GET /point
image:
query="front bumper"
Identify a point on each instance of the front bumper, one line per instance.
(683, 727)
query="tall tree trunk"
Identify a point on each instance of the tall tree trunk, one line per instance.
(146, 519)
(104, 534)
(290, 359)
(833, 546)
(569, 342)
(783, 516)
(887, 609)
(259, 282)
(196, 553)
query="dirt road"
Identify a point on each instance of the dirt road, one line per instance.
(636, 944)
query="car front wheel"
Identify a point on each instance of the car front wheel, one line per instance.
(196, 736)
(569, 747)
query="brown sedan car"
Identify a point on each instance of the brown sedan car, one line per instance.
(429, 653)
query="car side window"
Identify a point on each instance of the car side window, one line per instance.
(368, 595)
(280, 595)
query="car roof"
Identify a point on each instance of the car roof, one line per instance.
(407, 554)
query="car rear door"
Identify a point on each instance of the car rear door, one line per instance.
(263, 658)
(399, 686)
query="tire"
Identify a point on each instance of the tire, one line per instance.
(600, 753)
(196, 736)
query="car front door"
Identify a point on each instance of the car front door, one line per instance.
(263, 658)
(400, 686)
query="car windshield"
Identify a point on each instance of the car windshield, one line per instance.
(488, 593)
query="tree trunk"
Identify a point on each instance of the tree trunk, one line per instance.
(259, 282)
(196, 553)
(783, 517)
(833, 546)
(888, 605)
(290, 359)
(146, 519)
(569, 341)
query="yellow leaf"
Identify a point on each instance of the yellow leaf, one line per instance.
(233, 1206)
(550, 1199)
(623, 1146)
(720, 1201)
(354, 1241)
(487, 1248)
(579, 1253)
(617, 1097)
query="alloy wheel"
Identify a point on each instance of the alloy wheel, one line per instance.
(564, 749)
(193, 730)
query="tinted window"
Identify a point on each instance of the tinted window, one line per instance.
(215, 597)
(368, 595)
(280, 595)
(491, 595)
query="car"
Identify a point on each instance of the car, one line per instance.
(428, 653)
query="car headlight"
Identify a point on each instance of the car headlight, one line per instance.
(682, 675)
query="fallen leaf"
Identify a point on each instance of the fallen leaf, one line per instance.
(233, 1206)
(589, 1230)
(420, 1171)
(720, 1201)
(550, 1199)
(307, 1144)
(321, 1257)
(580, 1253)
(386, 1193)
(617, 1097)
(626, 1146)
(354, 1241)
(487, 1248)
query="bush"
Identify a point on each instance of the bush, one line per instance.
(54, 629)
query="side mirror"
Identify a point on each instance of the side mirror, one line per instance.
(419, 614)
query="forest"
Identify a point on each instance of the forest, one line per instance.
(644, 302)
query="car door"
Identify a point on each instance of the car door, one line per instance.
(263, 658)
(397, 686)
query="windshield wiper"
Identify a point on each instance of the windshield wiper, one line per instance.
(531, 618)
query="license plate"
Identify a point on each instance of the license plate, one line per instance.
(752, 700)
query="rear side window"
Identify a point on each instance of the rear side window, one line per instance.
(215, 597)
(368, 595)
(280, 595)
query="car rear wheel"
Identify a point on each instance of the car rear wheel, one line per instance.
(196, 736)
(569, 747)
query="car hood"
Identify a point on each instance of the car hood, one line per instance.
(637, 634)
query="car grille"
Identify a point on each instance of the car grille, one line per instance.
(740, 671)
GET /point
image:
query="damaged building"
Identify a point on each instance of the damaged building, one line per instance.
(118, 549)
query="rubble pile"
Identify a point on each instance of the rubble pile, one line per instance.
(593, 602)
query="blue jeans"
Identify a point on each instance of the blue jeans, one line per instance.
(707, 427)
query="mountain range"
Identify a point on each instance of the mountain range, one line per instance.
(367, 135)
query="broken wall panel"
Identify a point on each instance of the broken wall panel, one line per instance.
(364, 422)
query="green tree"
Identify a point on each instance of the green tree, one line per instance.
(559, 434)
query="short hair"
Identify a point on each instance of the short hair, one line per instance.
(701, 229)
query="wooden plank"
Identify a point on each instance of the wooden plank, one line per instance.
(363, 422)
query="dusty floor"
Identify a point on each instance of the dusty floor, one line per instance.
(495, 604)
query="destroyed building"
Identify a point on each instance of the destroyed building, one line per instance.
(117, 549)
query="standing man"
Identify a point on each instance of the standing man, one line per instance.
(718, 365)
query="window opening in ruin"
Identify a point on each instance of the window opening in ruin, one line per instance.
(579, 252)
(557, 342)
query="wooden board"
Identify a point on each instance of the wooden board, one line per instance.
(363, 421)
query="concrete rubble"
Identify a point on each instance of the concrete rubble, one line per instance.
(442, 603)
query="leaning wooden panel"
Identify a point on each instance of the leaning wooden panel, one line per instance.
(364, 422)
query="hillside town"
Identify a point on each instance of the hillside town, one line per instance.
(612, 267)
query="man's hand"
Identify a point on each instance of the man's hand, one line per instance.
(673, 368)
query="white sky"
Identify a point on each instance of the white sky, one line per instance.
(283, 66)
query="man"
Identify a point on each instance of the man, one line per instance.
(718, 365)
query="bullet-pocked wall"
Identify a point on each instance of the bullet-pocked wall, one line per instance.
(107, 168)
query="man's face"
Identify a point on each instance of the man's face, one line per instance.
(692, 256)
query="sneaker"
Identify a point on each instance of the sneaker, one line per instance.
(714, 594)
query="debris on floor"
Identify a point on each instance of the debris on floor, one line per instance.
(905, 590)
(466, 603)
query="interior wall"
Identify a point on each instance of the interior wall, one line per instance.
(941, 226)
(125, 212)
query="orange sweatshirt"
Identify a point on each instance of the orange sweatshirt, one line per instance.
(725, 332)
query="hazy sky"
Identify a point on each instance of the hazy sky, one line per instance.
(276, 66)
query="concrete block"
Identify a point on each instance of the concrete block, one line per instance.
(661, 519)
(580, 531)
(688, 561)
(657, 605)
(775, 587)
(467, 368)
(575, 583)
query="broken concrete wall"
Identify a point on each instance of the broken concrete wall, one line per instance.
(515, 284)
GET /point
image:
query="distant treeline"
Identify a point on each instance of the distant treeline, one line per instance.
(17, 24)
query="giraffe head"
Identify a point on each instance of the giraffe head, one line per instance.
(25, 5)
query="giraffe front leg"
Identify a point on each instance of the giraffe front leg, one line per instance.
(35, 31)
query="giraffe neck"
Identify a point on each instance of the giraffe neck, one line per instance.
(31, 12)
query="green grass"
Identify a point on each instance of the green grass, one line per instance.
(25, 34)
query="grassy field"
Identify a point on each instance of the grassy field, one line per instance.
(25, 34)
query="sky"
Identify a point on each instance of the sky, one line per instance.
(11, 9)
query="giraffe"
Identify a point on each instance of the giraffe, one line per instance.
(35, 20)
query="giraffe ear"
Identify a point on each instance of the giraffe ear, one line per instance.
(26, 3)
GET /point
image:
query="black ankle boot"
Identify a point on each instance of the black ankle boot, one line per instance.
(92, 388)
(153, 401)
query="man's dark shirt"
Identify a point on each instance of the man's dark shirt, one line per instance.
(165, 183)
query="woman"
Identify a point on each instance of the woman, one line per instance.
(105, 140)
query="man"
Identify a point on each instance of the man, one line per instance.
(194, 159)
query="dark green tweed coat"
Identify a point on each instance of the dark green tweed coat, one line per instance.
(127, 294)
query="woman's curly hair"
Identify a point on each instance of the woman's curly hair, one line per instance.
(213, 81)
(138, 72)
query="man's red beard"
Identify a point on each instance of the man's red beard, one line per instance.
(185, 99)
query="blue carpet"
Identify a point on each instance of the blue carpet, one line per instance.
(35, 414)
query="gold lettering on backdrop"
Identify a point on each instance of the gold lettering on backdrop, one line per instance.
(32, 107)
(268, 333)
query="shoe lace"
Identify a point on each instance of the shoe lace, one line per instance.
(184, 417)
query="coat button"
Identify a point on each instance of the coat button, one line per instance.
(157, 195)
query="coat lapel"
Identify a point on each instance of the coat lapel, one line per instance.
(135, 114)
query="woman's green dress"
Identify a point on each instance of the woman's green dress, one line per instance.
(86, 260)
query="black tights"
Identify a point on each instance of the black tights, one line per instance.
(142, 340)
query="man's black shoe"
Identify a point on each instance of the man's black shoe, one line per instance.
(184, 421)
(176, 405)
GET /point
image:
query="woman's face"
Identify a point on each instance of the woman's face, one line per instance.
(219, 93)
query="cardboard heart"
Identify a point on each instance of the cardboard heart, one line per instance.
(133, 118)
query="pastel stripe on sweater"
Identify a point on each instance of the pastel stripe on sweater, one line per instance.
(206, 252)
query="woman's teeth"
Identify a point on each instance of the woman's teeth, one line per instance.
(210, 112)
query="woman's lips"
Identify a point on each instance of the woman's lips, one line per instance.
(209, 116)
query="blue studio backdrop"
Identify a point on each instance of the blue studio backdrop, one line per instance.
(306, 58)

#### EXERCISE PROMPT:
Show every line of the material that contains the string "tweed".

#### SOLUTION TO THE PROBLEM:
query="dark green tweed coat"
Identify a point on each instance of the dark green tweed coat, one line per instance.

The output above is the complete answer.